What is required ::
Write the material out again, line by line, exactly as it is.
-- BEGIN Records shown --
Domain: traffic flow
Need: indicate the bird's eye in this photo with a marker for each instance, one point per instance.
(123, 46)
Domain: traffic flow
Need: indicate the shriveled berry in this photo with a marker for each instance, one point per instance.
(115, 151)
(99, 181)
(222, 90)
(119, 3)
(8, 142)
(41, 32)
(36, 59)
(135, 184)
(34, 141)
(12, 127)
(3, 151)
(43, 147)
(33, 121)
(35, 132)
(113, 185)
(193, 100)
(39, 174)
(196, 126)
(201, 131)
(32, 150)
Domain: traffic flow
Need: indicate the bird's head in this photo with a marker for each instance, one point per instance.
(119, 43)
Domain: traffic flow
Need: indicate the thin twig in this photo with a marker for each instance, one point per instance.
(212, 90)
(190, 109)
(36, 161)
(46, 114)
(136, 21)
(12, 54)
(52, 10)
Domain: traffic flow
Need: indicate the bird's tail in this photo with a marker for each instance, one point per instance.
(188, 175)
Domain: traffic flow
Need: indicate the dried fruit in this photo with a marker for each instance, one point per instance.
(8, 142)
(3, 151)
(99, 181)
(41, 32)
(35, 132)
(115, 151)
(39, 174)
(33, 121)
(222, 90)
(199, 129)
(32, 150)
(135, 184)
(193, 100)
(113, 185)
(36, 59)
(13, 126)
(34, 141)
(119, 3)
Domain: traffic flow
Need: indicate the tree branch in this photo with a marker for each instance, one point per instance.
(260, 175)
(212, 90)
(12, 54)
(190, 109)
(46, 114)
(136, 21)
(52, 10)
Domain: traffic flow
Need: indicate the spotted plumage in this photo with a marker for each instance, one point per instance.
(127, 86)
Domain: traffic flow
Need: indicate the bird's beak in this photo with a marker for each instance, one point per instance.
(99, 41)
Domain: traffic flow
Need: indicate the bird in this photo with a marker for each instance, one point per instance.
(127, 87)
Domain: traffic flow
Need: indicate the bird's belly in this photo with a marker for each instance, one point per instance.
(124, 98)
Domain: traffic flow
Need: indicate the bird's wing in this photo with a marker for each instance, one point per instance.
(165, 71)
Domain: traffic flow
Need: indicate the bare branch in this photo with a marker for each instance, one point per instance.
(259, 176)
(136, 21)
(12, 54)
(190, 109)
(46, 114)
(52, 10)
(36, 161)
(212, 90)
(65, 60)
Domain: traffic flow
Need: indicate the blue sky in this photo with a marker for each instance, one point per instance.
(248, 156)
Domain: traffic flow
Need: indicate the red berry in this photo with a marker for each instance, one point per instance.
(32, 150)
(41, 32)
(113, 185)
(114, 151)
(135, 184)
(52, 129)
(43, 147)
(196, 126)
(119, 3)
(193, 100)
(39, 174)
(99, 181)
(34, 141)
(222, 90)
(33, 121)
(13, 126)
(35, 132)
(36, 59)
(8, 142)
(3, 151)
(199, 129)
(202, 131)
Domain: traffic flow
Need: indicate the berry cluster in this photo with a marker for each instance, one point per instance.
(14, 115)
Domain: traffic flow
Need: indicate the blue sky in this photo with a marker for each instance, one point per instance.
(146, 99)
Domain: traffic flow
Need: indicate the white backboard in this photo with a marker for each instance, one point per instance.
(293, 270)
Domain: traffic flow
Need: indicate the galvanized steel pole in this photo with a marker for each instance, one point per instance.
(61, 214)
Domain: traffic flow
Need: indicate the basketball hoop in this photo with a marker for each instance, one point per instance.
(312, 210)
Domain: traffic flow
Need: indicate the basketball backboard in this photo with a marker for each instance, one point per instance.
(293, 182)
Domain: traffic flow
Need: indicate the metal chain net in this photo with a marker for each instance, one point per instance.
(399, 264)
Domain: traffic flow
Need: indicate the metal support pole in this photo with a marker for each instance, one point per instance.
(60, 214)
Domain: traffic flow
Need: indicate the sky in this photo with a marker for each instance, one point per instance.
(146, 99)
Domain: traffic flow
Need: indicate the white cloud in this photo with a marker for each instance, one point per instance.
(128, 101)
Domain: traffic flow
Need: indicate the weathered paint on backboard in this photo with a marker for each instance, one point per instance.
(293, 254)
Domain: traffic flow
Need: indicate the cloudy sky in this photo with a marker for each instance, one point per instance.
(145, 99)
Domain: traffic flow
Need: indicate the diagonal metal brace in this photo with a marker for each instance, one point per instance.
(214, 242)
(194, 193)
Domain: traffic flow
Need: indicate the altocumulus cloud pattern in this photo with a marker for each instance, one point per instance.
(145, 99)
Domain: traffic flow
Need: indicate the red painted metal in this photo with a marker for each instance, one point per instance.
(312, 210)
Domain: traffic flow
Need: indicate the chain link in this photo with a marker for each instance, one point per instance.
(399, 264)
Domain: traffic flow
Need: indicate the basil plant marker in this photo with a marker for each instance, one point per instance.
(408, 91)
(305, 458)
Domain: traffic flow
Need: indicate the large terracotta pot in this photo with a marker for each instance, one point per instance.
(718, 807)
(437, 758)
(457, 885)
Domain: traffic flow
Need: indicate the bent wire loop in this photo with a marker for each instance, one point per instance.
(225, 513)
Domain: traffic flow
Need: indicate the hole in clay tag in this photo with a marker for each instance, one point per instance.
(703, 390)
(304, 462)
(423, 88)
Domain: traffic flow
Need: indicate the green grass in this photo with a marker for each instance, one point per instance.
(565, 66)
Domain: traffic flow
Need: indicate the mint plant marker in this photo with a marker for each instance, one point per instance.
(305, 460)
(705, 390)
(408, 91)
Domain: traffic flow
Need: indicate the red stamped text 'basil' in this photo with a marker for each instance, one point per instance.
-- END Records shown --
Response ::
Domain: traffic flow
Need: indicate the bird's eye in this photo with a marker for each instance, one point per instance.
(123, 46)
Domain: traffic flow
Need: indicate the shriveled berry in this photo with a marker for each instance, one point per instance.
(115, 151)
(99, 181)
(222, 90)
(119, 3)
(8, 142)
(41, 32)
(36, 59)
(135, 184)
(34, 141)
(12, 127)
(3, 151)
(43, 147)
(33, 121)
(35, 132)
(113, 185)
(193, 100)
(39, 174)
(196, 126)
(201, 131)
(32, 150)
Domain: traffic flow
Need: indicate the bird's head in this photo with a marker for each instance, one point per instance.
(119, 43)
Domain: traffic flow
Need: indicate the thin twig in this photo with a marker for each instance, one point per instance.
(212, 90)
(190, 109)
(36, 161)
(46, 114)
(136, 21)
(12, 54)
(52, 10)
Domain: traffic flow
Need: indicate the bird's tail in this photo with a marker for each instance, one point per instance.
(188, 175)
Domain: traffic flow
Need: indicate the dried fruit in this photo with a marker for each instance, one point per instance.
(8, 142)
(3, 151)
(99, 181)
(41, 32)
(35, 132)
(115, 151)
(39, 174)
(33, 121)
(222, 90)
(199, 129)
(32, 150)
(135, 184)
(193, 100)
(113, 185)
(36, 59)
(13, 126)
(34, 141)
(119, 3)
Domain: traffic flow
Need: indicate the tree branch in this photo with a marker for each instance, one point per instance.
(260, 175)
(212, 90)
(12, 54)
(190, 109)
(46, 114)
(136, 21)
(52, 10)
Domain: traffic flow
Need: indicate the spotted plumage in this photo with a marker for each instance, one point per instance.
(127, 86)
Domain: traffic flow
Need: indicate the bird's beak in this photo with a marker for each instance, one point per instance.
(99, 41)
Domain: traffic flow
Need: indicate the bird in this photo with a marker for each instance, one point per instance.
(127, 87)
Domain: traffic flow
Need: indicate the bird's belly in this photo with a marker for each instance, one point per instance.
(124, 98)
Domain: traffic flow
Need: indicate the bird's wing in this photo with a marker for each instance, one point per instance.
(165, 71)
Domain: traffic flow
Need: indicate the bare branch in this photo with a marker for each instance, one point per instance.
(259, 176)
(136, 21)
(12, 54)
(190, 109)
(46, 114)
(52, 10)
(36, 161)
(212, 90)
(65, 60)
Domain: traffic flow
Need: indicate the blue sky in this photo with a marker for each instance, one point per instance.
(248, 156)
Domain: traffic flow
Need: indicate the red berry in this photo with a marker for each instance, one point per instance.
(32, 150)
(41, 32)
(113, 185)
(114, 151)
(135, 184)
(52, 129)
(43, 147)
(196, 126)
(119, 3)
(193, 100)
(39, 174)
(99, 181)
(34, 141)
(222, 90)
(33, 121)
(13, 126)
(35, 132)
(36, 59)
(8, 142)
(3, 151)
(199, 129)
(202, 131)
Domain: traffic flow
Need: indicate the berry cluster in this photo with a marker for each instance, one point per instance.
(14, 115)
Domain: traffic flow
Need: indicate the blue sky in this photo with a marker for each instance, one point per instance.
(146, 99)
Domain: traffic flow
Need: indicate the white backboard in this photo with a marker for each instance, one point per instance.
(293, 270)
Domain: traffic flow
Need: indicate the galvanized steel pole in this photo with a marker for each instance, one point per instance.
(61, 214)
Domain: traffic flow
Need: indicate the basketball hoop in this photo with a marker for each instance, one point per instance.
(312, 210)
Domain: traffic flow
Need: indicate the basketball backboard in this photo with a marker for each instance, one point per instance.
(293, 182)
Domain: traffic flow
Need: indicate the metal chain net in this photo with a marker for each instance, one point per instance.
(399, 264)
Domain: traffic flow
Need: indicate the metal support pole in this photo with a marker for each instance, one point per instance.
(60, 214)
Domain: traffic flow
Need: indicate the sky in this photo with a marker for each instance, one point per instance.
(146, 99)
Domain: traffic flow
Need: indicate the white cloud in this photo with a marker for each instance, one point per instance.
(128, 101)
Domain: traffic flow
Need: indicate the weathered paint on backboard in this photo with a marker for each instance, one point per instance.
(293, 254)
Domain: traffic flow
Need: indicate the cloudy sky in this photo with a marker for each instance, one point per instance.
(145, 99)
Domain: traffic flow
Need: indicate the diagonal metal brace in this photo with a marker for each instance, one point per instance.
(214, 242)
(194, 193)
Domain: traffic flow
Need: indicate the altocumulus cloud pattern in this photo with a marker for each instance, one point per instance.
(145, 99)
Domain: traffic flow
Need: indicate the red painted metal in this photo with a marker for each instance, one point per instance.
(312, 210)
Domain: traffic flow
Need: indicate the chain link in this photo with a marker for each instance, one point per instance.
(399, 264)
Domain: traffic flow
Need: indicate the basil plant marker in this photo with a marker for each instance, one point per instance.
(408, 91)
(305, 458)
Domain: traffic flow
Need: indicate the large terracotta pot in this photo with a marker for each instance, one point per instance.
(718, 807)
(437, 758)
(457, 885)
Domain: traffic flow
Need: indicate the bent wire loop in this photo with a marker for each instance, one point per instance.
(225, 513)
Domain: traffic flow
Need: indicate the hole in clay tag in this photo with a marker for each instance, one point per instance.
(703, 390)
(304, 462)
(423, 88)
Domain: traffic flow
Need: indicate the green grass in this photo with a marker for each instance, one point per instance.
(565, 66)
Domain: traffic flow
Need: indicate the mint plant marker in this photo with a marker for each instance, one point per instance.
(305, 460)
(705, 390)
(408, 91)
Domain: traffic flow
Need: indicate the red stamped text 'basil' in this photo with a marker for each instance, one point per instance.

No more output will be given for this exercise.